Selection:
Why it's OK if you don't belong to a friend group
Picture this: You're scrolling through your Insta feed and you spot a post of that iconic celeb clique. Or you're walking into school on Monday morning when you bump into that super-close squad in the hallway—again. And you can't help but think to yourself, I kind of wish that were me. While it's totally normal to feel that way, we're here to tell you that there's also nothing to worry about if you don't have a huge friend group of your own.
Sure, you might feel like you're missing out if you aren't part of a group chat with *tons* of people or you don't have a go-to crew to hang out with every weekend. But whether you're in between cliques, have a few close pals but aren't really part of a big group or are trying to start fresh and make some new friends, just know that it's OK if you don't belong to a friend group—and here's why.
There are *so* many places to find your people
Not being tied to a certain friend group gives you even more opportunities to meet new people—possibly even in some unexpected places. Whether it's the girl who sits in front of you in math class, your new soccer teammate or someone you met through your after-school job at the local coffee shop, you're faced with so many chances to expand your circle. Maybe you'll score a friend who shares your interests or find a bestie who brings something totally different to the table. The possibilities are endless!
Plus, even you don't find long-term friendship with one specific person, they might end up introducing you to your next BFF along the way, so remember to keep an open mind.
Quality over quantity
We know it sounds cheesy, but take it from us: quality over quantity, always. It's def possible to be part of a huge group of friends and feel equally close to all of them. But on the other hand, sometimes a smaller number of friendships can give you the ability to make stronger connections with those particular people and really get to know the ones you feel like you click with. And at the end of the day, it's most important to have a few close friends who truly get you and love you for who you are, rather than a bigger group that you might feel less in sync with overall.

Given data:
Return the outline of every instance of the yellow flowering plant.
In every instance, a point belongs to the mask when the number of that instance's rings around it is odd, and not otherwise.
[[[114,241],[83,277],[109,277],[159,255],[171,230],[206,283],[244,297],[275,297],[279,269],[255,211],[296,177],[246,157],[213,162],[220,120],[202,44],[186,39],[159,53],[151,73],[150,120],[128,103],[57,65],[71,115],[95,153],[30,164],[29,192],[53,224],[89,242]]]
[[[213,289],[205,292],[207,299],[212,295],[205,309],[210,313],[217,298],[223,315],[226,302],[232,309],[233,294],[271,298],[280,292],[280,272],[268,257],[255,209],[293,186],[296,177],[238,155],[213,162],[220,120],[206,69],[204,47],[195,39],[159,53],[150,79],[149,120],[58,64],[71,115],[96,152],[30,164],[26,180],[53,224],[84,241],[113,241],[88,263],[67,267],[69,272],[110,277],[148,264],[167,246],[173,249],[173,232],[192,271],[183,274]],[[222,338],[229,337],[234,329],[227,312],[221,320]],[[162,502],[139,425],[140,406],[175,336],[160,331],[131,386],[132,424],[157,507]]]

Tasks to perform:
[A] Print the part of the friend-group article that begins with the words containing "Why it's OK" and ends with "group—and here's why.", copied word for word.
[B] Carry on writing the article about not belonging to a friend group, picking up from its final sentence.

Results for the exercise:
[A]
Why it's OK if you don't belong to a friend group
Picture this: You're scrolling through your Insta feed and you spot a post of that iconic celeb clique. Or you're walking into school on Monday morning when you bump into that super-close squad in the hallway—again. And you can't help but think to yourself, I kind of wish that were me. While it's totally normal to feel that way, we're here to tell you that there's also nothing to worry about if you don't have a huge friend group of your own.
Sure, you might feel like you're missing out if you aren't part of a group chat with *tons* of people or you don't have a go-to crew to hang out with every weekend. But whether you're in between cliques, have a few close pals but aren't really part of a big group or are trying to start fresh and make some new friends, just know that it's OK if you don't belong to a friend group—and here's why.

[B]
What you see on social media might not be the reality
Social media can make it seem like *everyone* is always doing something super cool or hanging out with a million friends—even when things might be less than perfect behind the scenes. Let's say you find yourself chilling at home on a Saturday night and feeling major FOMO. It's easier said than done, but don't let it stress you out. Social media can paint an unrealistic picture of friendships, causing you to compare your real-life situation to someone else's curated one. If you find yourself stuck in that loop, it's OK to set the screens aside sometimes.
You'll learn more about yourself outside of your relationships
Ofc, it can feel extra difficult to be in that weird limbo between wanting to broaden your friendship horizons and being hesitant to put yourself out there or reach out to potential pals. When you're part of a close-knit clique, you might be more secure in your identity—after all, you know *exactly* where you fit in, and you always have those friends to fall back on.
At the same time, that can make it tougher to develop a strong sense of self outside of who you hang out with. Would you rather join the school yearbook staff over the literary magazine because you want to or because all your friends are way more into photography than poetry? Are you watching that TV show because you like it or because you'll be totally lost at the lunch table after the latest episode comes out?
Without that group, you'll get to learn more about who Y-O-U are—your likes, your dislikes and everything that makes you unique. Then, when it's time to make new friends, you know you'll be approaching them as your most authentic self.
Need more friendship advice? We've got you covered:
💖 6 red flags to look out for in a friend
💖 How to make friends with similar interests as you
💖 4 ways to stay connected with your friends at different colleges
💖 Here's how to be a better friend
Tell us how you make new friends on Twitter @girlslifemag!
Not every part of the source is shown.